Pagina —
★ ★ ★ ★ ★ ★ ★
La carriera di Scilla Gabel è guidata dai miracoli

1964 04 25 Tempo Scilla Gabel f0

“Non tutti sono positivi, però” spiega Scilla Gabel con spirito. “Spesso mi sono sentita dire che una parte alla quale tenevo moltissimo non mi è stata assegnata solo per un miracolo: a questi miracoli rinuncerò volentieri”

Roma, aprile

«Facciamo un’intervista metafisica?» mi provoca Scilla Gabel fissandomi con i suoi occhi puntuti e dolci. «Per esempio — precisa — invece delle solite cose, lei mi chiede: "Signorina Gabel, lei crede ai miracoli?”». Come una bambina accompagna la sua proposta con un lieve cenno del capo, come per dire: ”Ci stai a questo gioco?". A una bambina vuoi dire di no? «D'accordo — le rispondo — facciamo pure un'intervista metafisica, e tanto per cominciare mi dica: Signorina Gabel. lei crede ai miracoli?».

Soddisfatta, un mezzo sorriso di trionfo sulle labbra. Scilla alza di scatto la testa, e con aria quasi sentenziosa, precisa, netta romagnola: «Sì — ride. — Io credo ai miracoli. Le dirò, per me sarebbe difficile non crederci. Perchè? Tutte le cose mi succedono o non mi succedono sempre per miracolo... E per miracolo, ad esempio...». e qui Scilla elenca una serie di cose, di fatti, di cui la più importante è tuttavia quella che mi immaginavo. «Per esempio: un regista cerca una ragazza bionda, occhi celesti, alta 1.65. me insomma. per una parte importante? Ebbene, succede quasi sempre che invece di me prendono un’altra, e c’è sempre qualcuno che poi mi dice: "Sai. per miracolo non hanno scelto te...’'».

1964 04 25 Tempo Scilla Gabel f1

Dunque tutta la premessa sull’intervista "metafisica” per andare a parare qui? Oh no. questo è soltanto il proemio. «E poi — aggiunge pensierosa Scilla — mi potrebbe chiedere: "La morte, pensa mai alla morte?”. Molti non ci pensano, io si, qualche volta, quando sono molto felice. In quei rari momenti di felicità struggente, incommensurabile, ecco, mi dico, questa è la morte...». E’ lo scotto (le dico) del nostro tempo; la nostra vita ci nega a tal punto la possibilità di un'autentica felicità... «Già — conclude Scilla — ce la nega a tal punto che quando la proviamo ci sembra la negazione della vita...». L’attrice resta un po’ silenziosa, e poi: «Infine, mi potrebbe domandare: "Lei è sul punto di morire. quali sono le cose che sceglierebbe per portare con sè nell’Aldilà?”». Sempre per gioco, naturalmente. «Certo, per gioco». sorride Scilla. E va bene. «Innanzitutto — comincia Scilla — devo spiegarle come io vedo l’Aldilà...». E mentre me lo spiega, lo vede, dice, come una grande spiaggia. all’alba, col mare calmissimo. Io penso: questa spiaggia è Rimini, la sua città, questa spiaggia è un po’ come i palmizi della negra di Baudelaire che sognava la sua Africa nei budelli della nebbiosa Parigi; che strana ragazza questa Scilla Gabel che il pubblico, a causa del suo fisico, scambia... «Si — ride Scilla, — per un’immagine di perdizione».
★ ★ ★ ★ ★ ★ ★
Record mostrati —
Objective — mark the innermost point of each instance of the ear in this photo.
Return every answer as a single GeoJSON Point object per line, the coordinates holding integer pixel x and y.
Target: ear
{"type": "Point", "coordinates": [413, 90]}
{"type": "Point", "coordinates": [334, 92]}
★ ★ ★ ★ ★ ★ ★
I tuoi compiti —
1 – Riassumi in due frasi l'intervista a Scilla Gabel.
2 – Per favore, indica se ciascuna affermazione concorda con l'intervista a Scilla Gabel, rispondendo sì o no e citando le parole decisive: (a) Scilla Gabel dice di non credere ai miracoli; (b) Scilla Gabel dice di pensare qualche volta alla morte; (c) Scilla Gabel vede l'Aldilà come una grande spiaggia al tramonto.

Insieme di risposte —
1 – Scilla Gabel propone un'intervista "metafisica" e dichiara di credere ai miracoli, perché tutte le cose le succedono o non le succedono per miracolo, come quando una parte importante adatta a lei viene data a un'altra. Parla poi della morte, a cui pensa qualche volta quando è molto felice, e descrive l'Aldilà come una grande spiaggia all'alba con il mare calmissimo.

2 –
(a) No: «Io credo ai miracoli.»
(b) Sì: «Molti non ci pensano, io si, qualche volta, quando sono molto felice.»
(c) No: «all’alba, col mare calmissimo»